Selected text
◆ ◆ ◆
Thursday, June 12, 2008

Getting closer

With the opening of Rainbow Station just around the bend, Faith is becoming ever so excited to begin. She talks and talks to all the staff and informs them that she is going to be in the big yellow classroom. Everytime we go visit she wants to use the bathrooms. They are here size. Short and small. She told one man that she was going to play with the building magnets on Monday. Although the school is set to open on Monday, there are some minor setbacks that may push it till Tuesday or Wednesday. I am excited to get the kids in there and even more excited to have sprinkler day once a week and fieldtrips once a week. What better way to see Virginia than to see it for free. If my camera was working I would have pictures up on here so you could see how cute it is. Bud is leaving again on Sunday. This time to Texas for two weeks. Faith is growing so close to him. When he comes home now I am old news. Daddy is fun. She can jump on him and he just loves it. Anyways.... all is well here.

Tuesday, June 10, 2008

I think I need a dictionary

Yep, I told Faith that the Royal Guard in her princess story was similar to the king. Bud corrected me on the phone last night. The Royal Guard is the queen's soldiers. Sorry. I really don't have a huge vocabulary. I guess that is why God gave us dictionaries. From now on I will just look it up if I can't tell her. Some words in kid's books are just crazy. I do love reading though. Recently this week that is all I've been able to do with her because I can't get home before 7pm with her.

Sunday, June 8, 2008

Mommy, what's that mean?
◆ ◆ ◆
Given entries
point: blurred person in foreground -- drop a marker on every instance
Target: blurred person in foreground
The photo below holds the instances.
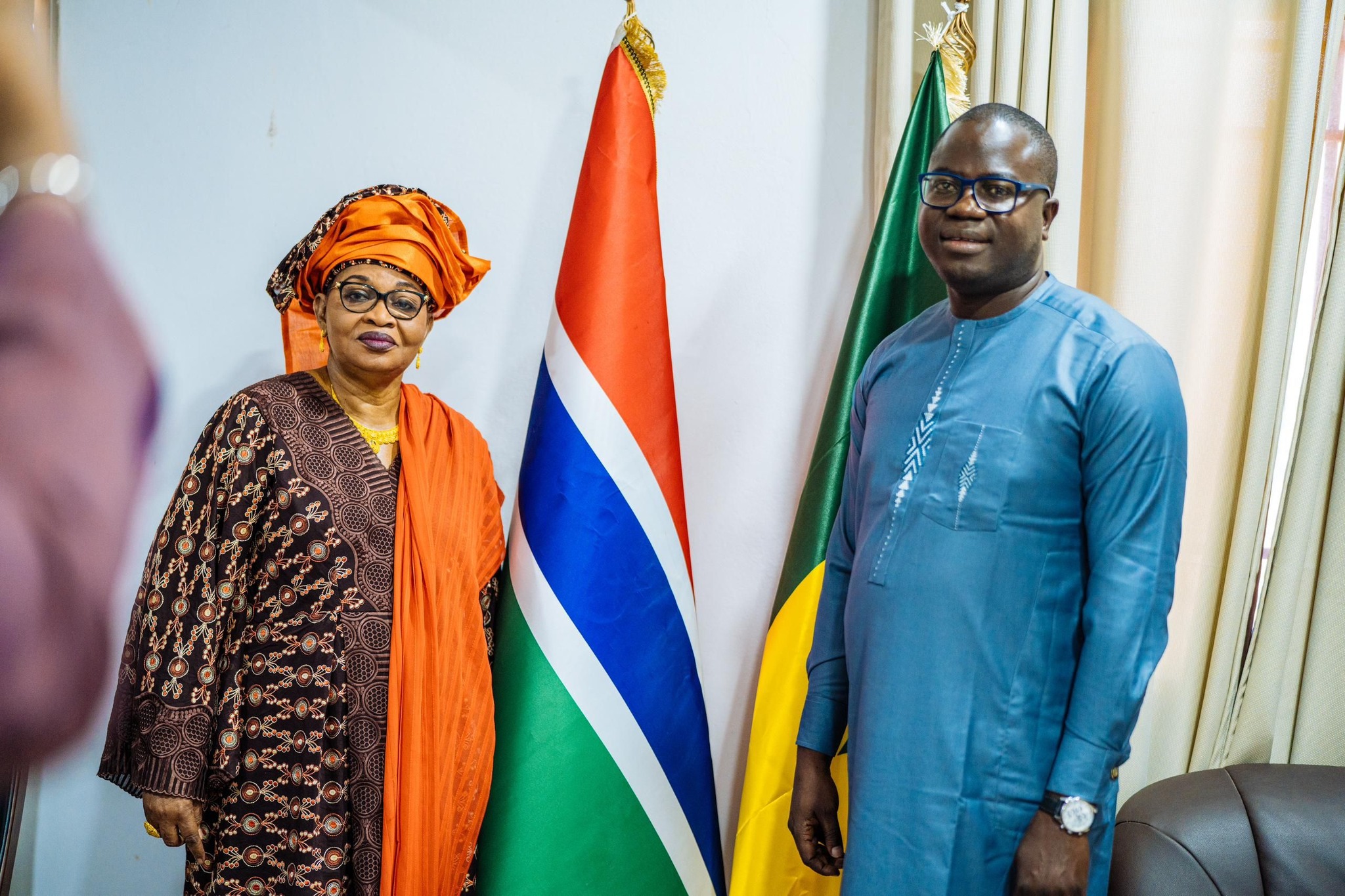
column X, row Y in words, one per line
column 1002, row 563
column 304, row 699
column 77, row 399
◆ ◆ ◆
Problems and tasks
(a) Echo the family blog between "Tuesday, June 10, 2008" and "7pm with her.", inclusive.
(b) Put this sentence from the family blog into Spanish: "She told one man that she was going to play with the building magnets on Monday."
(c) Finish out the next part of the family blog, picking up right after its last line.
The entries play no part here.

Solved tasks
(a)
Tuesday, June 10, 2008

I think I need a dictionary

Yep, I told Faith that the Royal Guard in her princess story was similar to the king. Bud corrected me on the phone last night. The Royal Guard is the queen's soldiers. Sorry. I really don't have a huge vocabulary. I guess that is why God gave us dictionaries. From now on I will just look it up if I can't tell her. Some words in kid's books are just crazy. I do love reading though. Recently this week that is all I've been able to do with her because I can't get home before 7pm with her.

(b) Le dijo a un hombre que el lunes iba a jugar con los imanes de construcción.

(c)
Yes, Faith is now asking questions and getting a better idea of what is going on around her. As I was cooking in the kitchen she came in and asked in her little sqeaky voice, "mommy, what are you doing?" Then in the car she asked, "mommy, what are you doing in the front seat with daddy?" As we settled in with books last night for a storytime I pulled out The Jungle Book. We have read this one over and over and not once has any questions arose. However last night it was different. It must have taken 15 minutes to read through it and I do stop for comments during the story. "Mommy what does village mean?" "...pleased mean?.....terrified mean?....pounce mean?... horrified mean? This excites me because I know that #1 she is building her vocabulary with words that are usually not used by a 2 year old and #2 she is not just assuming anything in a story. She is working through it and understanding it. Reading is such a wonderful thing to do with a little one. However I can quickly see from going back to work how parents can loose reading time. I will slack on other areas and cut them short but when it comes to reading she gets a good 30-40 minutes every night. And she still cries when it is time to put the books away. She always talks Bud into one more and then me one more and then me one more short one before the lights go out. Sometimes I wonder how long she would really read. Probably until she fell asleep in our arms like when Grace read to her.

Who loves the creek?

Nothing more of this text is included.